Please reproduce the records below, swapping every "Objective" for "Goal" and leaving everything else untouched.

An excerpt from a dataset:
▽
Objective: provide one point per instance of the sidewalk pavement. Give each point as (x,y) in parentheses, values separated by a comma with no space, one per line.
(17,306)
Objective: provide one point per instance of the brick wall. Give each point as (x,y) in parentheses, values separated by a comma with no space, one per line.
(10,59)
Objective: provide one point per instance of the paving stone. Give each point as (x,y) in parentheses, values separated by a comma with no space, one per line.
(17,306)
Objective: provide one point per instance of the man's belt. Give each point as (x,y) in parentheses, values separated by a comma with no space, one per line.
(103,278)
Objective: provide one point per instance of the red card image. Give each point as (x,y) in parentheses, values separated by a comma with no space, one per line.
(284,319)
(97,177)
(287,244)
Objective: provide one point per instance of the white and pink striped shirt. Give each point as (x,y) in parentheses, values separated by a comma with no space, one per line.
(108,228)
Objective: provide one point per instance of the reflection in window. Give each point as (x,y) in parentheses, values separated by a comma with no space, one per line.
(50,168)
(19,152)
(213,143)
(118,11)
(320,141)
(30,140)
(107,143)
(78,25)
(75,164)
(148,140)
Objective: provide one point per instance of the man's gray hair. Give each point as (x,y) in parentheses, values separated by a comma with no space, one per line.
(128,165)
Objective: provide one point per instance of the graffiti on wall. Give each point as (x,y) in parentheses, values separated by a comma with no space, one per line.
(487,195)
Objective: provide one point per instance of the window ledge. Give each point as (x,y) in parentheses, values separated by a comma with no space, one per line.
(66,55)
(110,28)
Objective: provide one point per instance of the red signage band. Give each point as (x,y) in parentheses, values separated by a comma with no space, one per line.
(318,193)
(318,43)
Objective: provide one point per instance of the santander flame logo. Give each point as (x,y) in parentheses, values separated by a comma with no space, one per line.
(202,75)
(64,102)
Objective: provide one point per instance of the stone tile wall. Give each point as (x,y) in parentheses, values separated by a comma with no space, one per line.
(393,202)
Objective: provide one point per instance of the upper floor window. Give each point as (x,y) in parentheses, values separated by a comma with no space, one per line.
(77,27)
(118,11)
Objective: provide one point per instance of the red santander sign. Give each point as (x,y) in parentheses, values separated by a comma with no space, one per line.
△
Final result:
Goal: provide one point per instance of the sidewalk pavement. Give each point as (x,y) in parentheses, values separated by a comma with no space, one per line.
(17,306)
Goal: provide one point per instance of the brick wall. Give each point as (x,y) in parentheses, values separated by a comma with no space, one per line.
(10,59)
Goal: provide one point per instance of the paving stone. Give each point as (x,y) in parentheses, values separated by a comma with no space, one per line.
(17,306)
Goal: provide one point per instance of the man's belt. Give each point as (x,y) in parentheses, values separated by a comma with no space, one per line.
(103,278)
Goal: provide one point per instance of the red card image. Give each point as (x,y) in parentheses, values separated by a comma with no space, one per line.
(284,319)
(97,177)
(287,244)
Goal: provide one point per instance of the white and pink striped shirt. Give each point as (x,y) in parentheses, values separated by a comma with no space, one per line.
(108,228)
Goal: provide one point per instance of the reflection in window. Give each point as (x,y) in parentheses, values separated by a comma with no space, one per line.
(50,168)
(19,152)
(213,143)
(118,11)
(320,141)
(30,140)
(107,143)
(78,25)
(75,164)
(148,140)
Goal: provide one point per instance of the man's gray hair. Give each point as (x,y) in parentheses, values separated by a comma with no space, one per line.
(128,165)
Goal: provide one point per instance of the graffiti on wall. Give each point as (x,y) in parentheses, values separated by a comma with no space, one per line.
(487,195)
Goal: provide one point per instance of the window ledge. Give each point as (x,y) in parentheses, values separated by a comma with no space, one per line.
(66,55)
(110,28)
Goal: provide one point per instance of the red signage band. Give each point as (x,y) in parentheses, values separated by a comma with no space, one per line.
(318,193)
(318,43)
Goal: provide one point per instance of the santander flame logo. Give each point as (x,y) in parentheses, values separated by a comma with no space, one per line.
(202,75)
(64,102)
Goal: provide one point per instance of the stone tile wall. Give each point as (x,y) in parentheses, values separated by a comma with no space, one per line.
(393,202)
Goal: provide one point per instance of the upper floor window. Give each point as (x,y) in parentheses, values separated by a comma with no space, one per line.
(77,27)
(118,11)
Goal: provide one point per instance of the red santander sign. Give each point as (x,y) in parentheses, values separated by a comma with no space, one per line.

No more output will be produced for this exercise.